## DOCUMENT
-------------------------

Studio album by Hank Mobley
- Released: Early May 1957
- Recorded: July 23 & November 7, 1956 Van Gelder Studio, Hackensack
- Genre: Jazz
- Length: 32:14
- Label: Savoy Savoy MG 12092

Hank Mobley chronology
| Mobley's 2nd Message (1956) | Jazz Message #2 (1957) | Hank Mobley with Donald Byrd and Lee Morgan (1957) |

= Jazz Message No. 2 =

Jazz Message #2 (also released as Hard Bop and The Jazz Message of Hank Mobley Volume 2) is an album by jazz saxophonist Hank Mobley released on the Savoy label in 1957. It was recorded on July 23 & November 7, 1956 and features performances by Mobley, Donald Byrd, Lee Morgan, Hank Jones, Doug Watkins Barry Harris, Kenny Clarke and Art Taylor. Lee Morgan was very young in this recording (18 years old).

-------------------------

## SOURCE EXCERPT
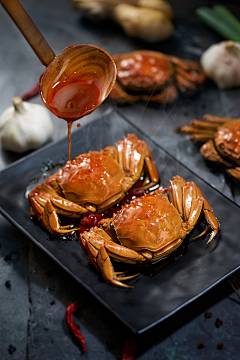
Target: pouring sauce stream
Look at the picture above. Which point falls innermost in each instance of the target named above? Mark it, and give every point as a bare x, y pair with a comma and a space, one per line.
73, 100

-------------------------

## TASK STATEMENT
Using the Jazz Message #2 text above, answer these:
1. On what label was the album released?
2. What is its total running time?
3. How old was Lee Morgan at the time of the recording?

## TASK OUTPUT
1. Savoy
2. 32:14
3. 18 years old